_Directive_
Render every line of the records below as a numbered list, skipping blank lines and leaving out the pictures.

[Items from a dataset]
┏━━
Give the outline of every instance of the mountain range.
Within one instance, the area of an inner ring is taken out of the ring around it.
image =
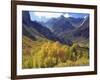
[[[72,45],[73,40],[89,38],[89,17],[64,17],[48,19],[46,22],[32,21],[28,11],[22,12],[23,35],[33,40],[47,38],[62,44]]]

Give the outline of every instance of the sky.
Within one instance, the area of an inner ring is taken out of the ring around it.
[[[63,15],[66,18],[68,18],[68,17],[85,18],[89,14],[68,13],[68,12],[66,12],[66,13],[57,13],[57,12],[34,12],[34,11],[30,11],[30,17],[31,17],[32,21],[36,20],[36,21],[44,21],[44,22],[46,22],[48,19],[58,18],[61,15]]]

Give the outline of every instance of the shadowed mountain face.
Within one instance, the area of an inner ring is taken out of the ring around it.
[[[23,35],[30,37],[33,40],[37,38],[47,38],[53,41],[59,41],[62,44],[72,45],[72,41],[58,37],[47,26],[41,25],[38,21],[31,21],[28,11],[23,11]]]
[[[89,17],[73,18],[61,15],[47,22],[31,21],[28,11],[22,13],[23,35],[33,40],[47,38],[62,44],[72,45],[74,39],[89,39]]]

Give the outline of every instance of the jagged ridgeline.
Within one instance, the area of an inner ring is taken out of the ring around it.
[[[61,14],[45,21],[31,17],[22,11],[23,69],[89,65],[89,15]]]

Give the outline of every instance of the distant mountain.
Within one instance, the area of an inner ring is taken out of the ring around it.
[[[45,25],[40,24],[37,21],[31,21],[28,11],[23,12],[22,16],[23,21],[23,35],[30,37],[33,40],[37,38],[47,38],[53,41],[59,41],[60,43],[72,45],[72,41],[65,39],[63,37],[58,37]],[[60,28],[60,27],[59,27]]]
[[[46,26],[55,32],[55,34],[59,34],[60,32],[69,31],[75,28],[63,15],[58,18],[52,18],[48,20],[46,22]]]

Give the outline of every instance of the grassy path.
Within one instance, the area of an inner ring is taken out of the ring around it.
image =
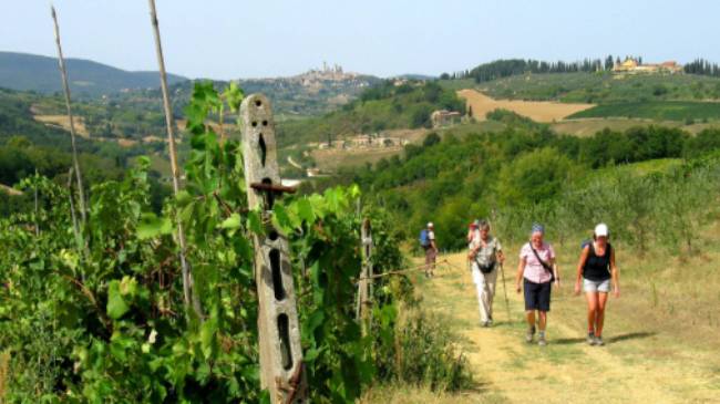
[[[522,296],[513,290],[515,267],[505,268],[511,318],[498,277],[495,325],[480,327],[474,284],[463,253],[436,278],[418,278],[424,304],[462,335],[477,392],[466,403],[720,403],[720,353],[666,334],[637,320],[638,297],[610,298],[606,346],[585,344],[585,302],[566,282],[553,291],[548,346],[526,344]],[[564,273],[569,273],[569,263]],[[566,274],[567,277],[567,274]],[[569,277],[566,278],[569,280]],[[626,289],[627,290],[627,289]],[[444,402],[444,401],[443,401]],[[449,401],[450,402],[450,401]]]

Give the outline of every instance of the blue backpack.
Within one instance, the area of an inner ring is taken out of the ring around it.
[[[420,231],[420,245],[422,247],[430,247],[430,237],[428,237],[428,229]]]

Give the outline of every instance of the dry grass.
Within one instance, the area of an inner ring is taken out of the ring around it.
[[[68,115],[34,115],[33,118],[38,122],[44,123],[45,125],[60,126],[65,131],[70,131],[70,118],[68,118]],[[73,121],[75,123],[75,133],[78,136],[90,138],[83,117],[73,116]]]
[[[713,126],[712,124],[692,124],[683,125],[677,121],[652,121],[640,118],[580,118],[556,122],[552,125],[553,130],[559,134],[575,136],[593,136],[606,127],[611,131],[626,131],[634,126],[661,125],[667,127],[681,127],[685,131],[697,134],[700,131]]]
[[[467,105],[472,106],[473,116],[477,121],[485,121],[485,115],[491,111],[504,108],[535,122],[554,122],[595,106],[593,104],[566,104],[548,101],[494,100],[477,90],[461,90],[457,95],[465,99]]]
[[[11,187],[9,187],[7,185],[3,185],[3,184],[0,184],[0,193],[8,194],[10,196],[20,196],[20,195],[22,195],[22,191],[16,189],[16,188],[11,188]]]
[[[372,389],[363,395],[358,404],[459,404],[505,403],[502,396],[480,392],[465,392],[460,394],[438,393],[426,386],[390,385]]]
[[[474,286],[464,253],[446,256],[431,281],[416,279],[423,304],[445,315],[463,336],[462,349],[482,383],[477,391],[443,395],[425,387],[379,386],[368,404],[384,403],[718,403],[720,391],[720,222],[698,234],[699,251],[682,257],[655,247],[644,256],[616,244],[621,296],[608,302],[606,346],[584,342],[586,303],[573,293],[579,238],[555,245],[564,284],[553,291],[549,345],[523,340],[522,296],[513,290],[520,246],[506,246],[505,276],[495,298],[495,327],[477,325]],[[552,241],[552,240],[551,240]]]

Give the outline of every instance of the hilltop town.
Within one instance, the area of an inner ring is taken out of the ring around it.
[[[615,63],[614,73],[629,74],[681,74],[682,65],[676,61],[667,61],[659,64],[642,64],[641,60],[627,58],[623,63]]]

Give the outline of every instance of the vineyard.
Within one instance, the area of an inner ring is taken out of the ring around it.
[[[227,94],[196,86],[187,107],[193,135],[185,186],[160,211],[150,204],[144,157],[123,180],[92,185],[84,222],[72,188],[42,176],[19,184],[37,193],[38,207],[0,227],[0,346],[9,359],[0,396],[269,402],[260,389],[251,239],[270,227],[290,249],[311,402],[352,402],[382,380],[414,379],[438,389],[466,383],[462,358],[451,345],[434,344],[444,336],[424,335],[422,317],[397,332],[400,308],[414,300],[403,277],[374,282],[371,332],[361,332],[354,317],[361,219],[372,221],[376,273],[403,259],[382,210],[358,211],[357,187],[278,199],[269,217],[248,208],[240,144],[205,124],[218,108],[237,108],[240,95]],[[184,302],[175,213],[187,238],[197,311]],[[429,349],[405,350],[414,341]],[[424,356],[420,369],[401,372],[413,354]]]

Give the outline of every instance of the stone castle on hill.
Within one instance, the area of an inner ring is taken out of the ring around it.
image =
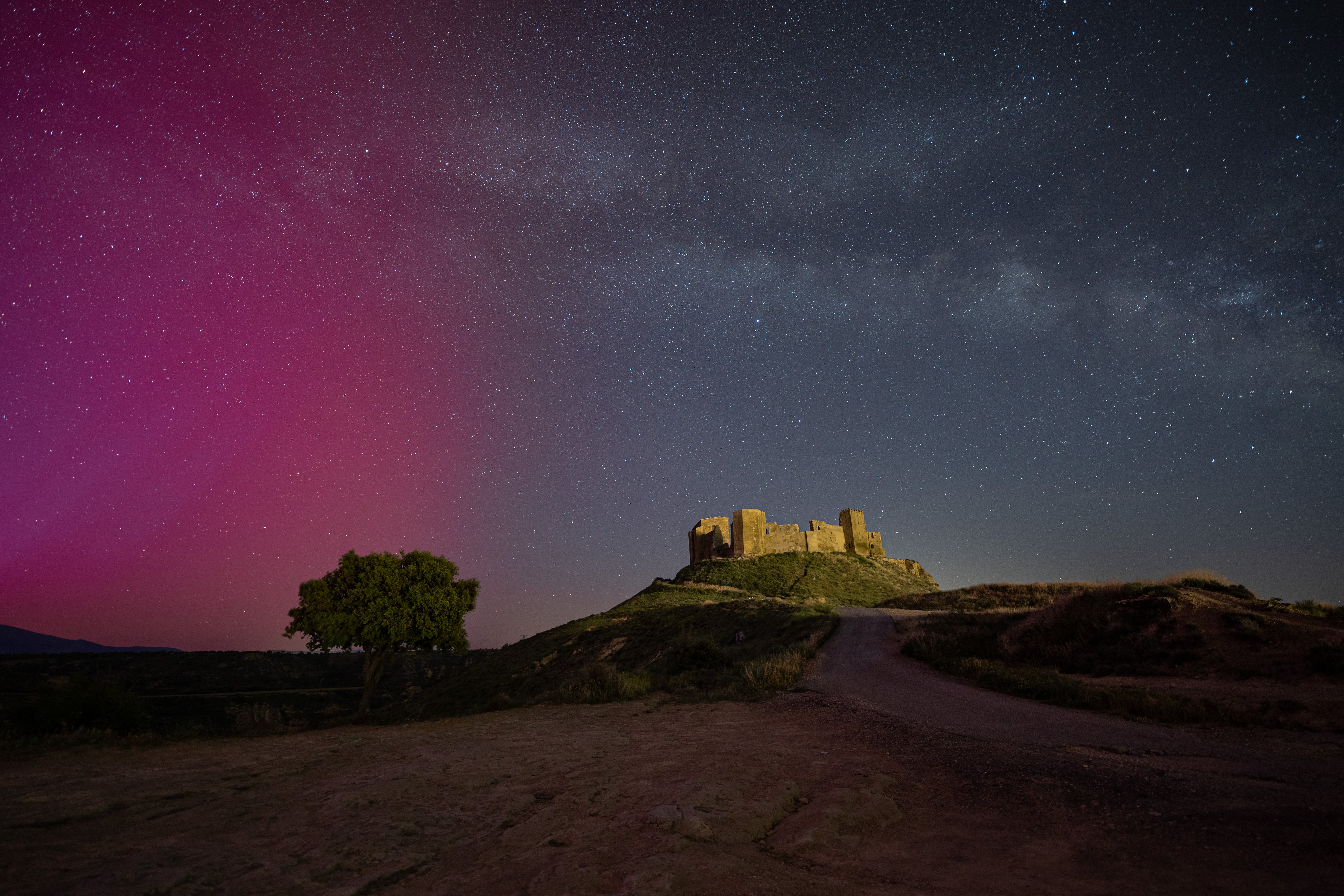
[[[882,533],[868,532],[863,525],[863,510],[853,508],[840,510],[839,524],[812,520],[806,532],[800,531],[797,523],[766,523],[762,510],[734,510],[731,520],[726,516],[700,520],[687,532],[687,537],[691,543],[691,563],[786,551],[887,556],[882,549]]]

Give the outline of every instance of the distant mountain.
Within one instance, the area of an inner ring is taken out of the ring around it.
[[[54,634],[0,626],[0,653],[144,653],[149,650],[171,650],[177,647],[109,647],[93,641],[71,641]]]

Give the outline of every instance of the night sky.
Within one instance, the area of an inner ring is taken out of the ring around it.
┗━━
_The result_
1. Give the outline of every instance of the mountain range.
2. Within one instance, the area of an inner ring is taken out of the ring around it.
3. image =
4. [[[72,45],[73,40],[89,38],[89,17],[64,17],[48,19],[46,22],[32,21],[28,11],[22,12],[23,35],[33,40],[47,38],[62,44]]]
5. Give the outline of every instance of the sky.
6. Within one instance, the area of an inner ring is taken out of the ring around it.
7. [[[63,15],[66,18],[68,18],[68,17],[85,18],[89,14],[68,13],[68,12],[66,12],[66,13],[57,13],[57,12],[34,12],[34,11],[30,11],[30,17],[31,17],[32,21],[36,20],[36,21],[44,21],[44,22],[46,22],[48,19],[58,18],[61,15]]]
8. Give the outline of every instance of the shadowed mountain face.
9. Within one instance, the area of an inner ring is taken out of the ring around it.
10. [[[23,35],[30,37],[33,40],[37,38],[47,38],[53,41],[59,41],[62,44],[72,45],[72,41],[58,37],[47,26],[41,25],[38,21],[31,21],[28,11],[23,11]]]
11. [[[89,17],[73,18],[61,15],[47,22],[31,21],[28,11],[22,13],[23,35],[33,40],[47,38],[62,44],[72,45],[74,39],[89,39]]]
12. Give the outline of every instance of the jagged ridgeline.
13. Within one instance, the area of an inner ring is taken out of the ring around it.
14. [[[61,14],[45,21],[31,17],[22,11],[23,69],[89,65],[89,15]]]
15. Give the outline of every instance of the distant mountain.
16. Within one instance, the area of an inner ring is taken out of the ring around it.
17. [[[45,25],[40,24],[37,21],[31,21],[28,11],[23,12],[22,16],[23,21],[23,35],[30,37],[33,40],[37,38],[47,38],[53,41],[59,41],[60,43],[72,45],[72,41],[65,39],[63,37],[58,37]],[[60,28],[60,27],[59,27]]]
18. [[[46,26],[55,32],[55,34],[59,34],[60,32],[69,31],[75,28],[63,15],[58,18],[52,18],[48,20],[46,22]]]
19. Give the outline of every instance of the grassy path.
20. Within one instance, the area of an inner ring is taken out of the ring around it.
21. image =
22. [[[522,296],[513,290],[515,267],[505,268],[511,318],[498,277],[495,325],[480,327],[474,284],[463,253],[436,278],[418,278],[424,304],[462,335],[477,392],[466,403],[720,403],[720,353],[666,334],[637,320],[638,297],[610,298],[606,346],[585,344],[585,302],[566,282],[553,291],[548,346],[526,344]],[[564,273],[569,273],[569,263]],[[566,274],[567,277],[567,274]],[[569,277],[566,278],[569,280]],[[626,289],[627,290],[627,289]],[[444,402],[444,401],[443,401]],[[449,401],[450,402],[450,401]]]
23. Give the outline of every instance of the blue backpack.
24. Within one instance, the area of an inner ring is taken out of the ring around it.
25. [[[420,231],[420,245],[422,247],[430,247],[430,237],[428,237],[428,229]]]
26. Give the outline of every instance of the dry grass.
27. Within one instance, the area of an inner ring is taken out of the ring around it.
28. [[[68,115],[34,115],[33,118],[38,122],[44,123],[45,125],[60,126],[65,131],[70,131],[70,118],[68,118]],[[73,121],[75,123],[75,133],[78,136],[90,138],[83,117],[73,116]]]
29. [[[713,126],[712,124],[692,124],[683,125],[677,121],[652,121],[640,118],[580,118],[556,122],[552,125],[553,130],[559,134],[575,136],[593,136],[606,127],[611,131],[626,131],[634,126],[661,125],[667,127],[681,127],[685,131],[697,134],[700,131]]]
30. [[[467,105],[472,106],[473,116],[477,121],[485,121],[485,115],[491,111],[504,108],[535,122],[554,122],[595,106],[593,104],[566,104],[548,101],[494,100],[477,90],[461,90],[457,95],[465,99]]]
31. [[[11,187],[9,187],[7,185],[3,185],[3,184],[0,184],[0,193],[8,194],[10,196],[20,196],[20,195],[22,195],[22,191],[16,189],[16,188],[11,188]]]
32. [[[372,389],[363,395],[358,404],[459,404],[505,403],[502,396],[480,392],[465,392],[460,394],[438,393],[426,386],[390,385]]]
33. [[[474,286],[464,253],[446,256],[431,281],[416,279],[423,304],[445,315],[463,336],[462,349],[482,383],[477,391],[443,395],[425,387],[379,386],[368,404],[384,403],[718,403],[720,391],[720,222],[698,234],[699,251],[682,257],[655,247],[644,256],[616,244],[621,296],[608,302],[606,346],[584,342],[586,303],[573,293],[579,238],[555,245],[564,284],[553,291],[549,345],[523,340],[522,296],[513,290],[520,246],[506,246],[505,276],[495,298],[495,327],[477,325]],[[552,241],[552,240],[551,240]]]
34. Give the outline of every instance of the hilltop town.
35. Within one instance, the area of an inner ring is taken out of the ring around it.
36. [[[615,63],[614,73],[629,74],[681,74],[682,65],[676,61],[667,61],[659,64],[642,64],[641,60],[627,58],[623,63]]]
37. Give the outline of every instance of the vineyard.
38. Within one instance, the area of an inner ring is taken out of the ring around it.
39. [[[227,94],[196,86],[187,107],[193,135],[185,186],[160,211],[150,204],[144,157],[123,180],[92,185],[84,222],[72,188],[42,176],[19,184],[37,193],[38,207],[0,227],[0,346],[9,359],[0,396],[269,402],[260,389],[251,239],[270,227],[290,249],[311,402],[352,402],[382,380],[414,379],[438,389],[466,383],[462,358],[451,345],[434,344],[444,336],[424,335],[422,317],[397,332],[400,308],[414,300],[403,277],[374,282],[371,332],[361,332],[354,317],[361,219],[372,221],[376,273],[403,259],[382,210],[358,211],[357,187],[278,199],[269,217],[248,208],[240,144],[205,124],[218,108],[237,108],[240,95]],[[184,302],[175,213],[187,238],[197,311]],[[429,349],[405,350],[414,341]],[[424,356],[420,369],[401,372],[413,354]]]
40. Give the outline of every instance of the stone castle on hill.
41. Within one instance, the area of an inner ring is taken out of the ring around it.
42. image =
43. [[[882,533],[868,532],[863,525],[863,510],[853,508],[840,510],[839,524],[812,520],[806,532],[800,531],[797,523],[766,523],[762,510],[734,510],[731,520],[726,516],[700,520],[687,532],[687,537],[691,543],[691,563],[786,551],[887,556],[882,549]]]
44. Give the outline of every instance of the distant mountain.
45. Within one instance, the area of an inner ring is taken out of the ring around it.
46. [[[54,634],[0,626],[0,653],[144,653],[149,650],[171,650],[177,647],[109,647],[93,641],[71,641]]]
47. Give the outline of every instance of the night sky.
48. Within one instance, the area of an inner ring is taken out of the ring around it.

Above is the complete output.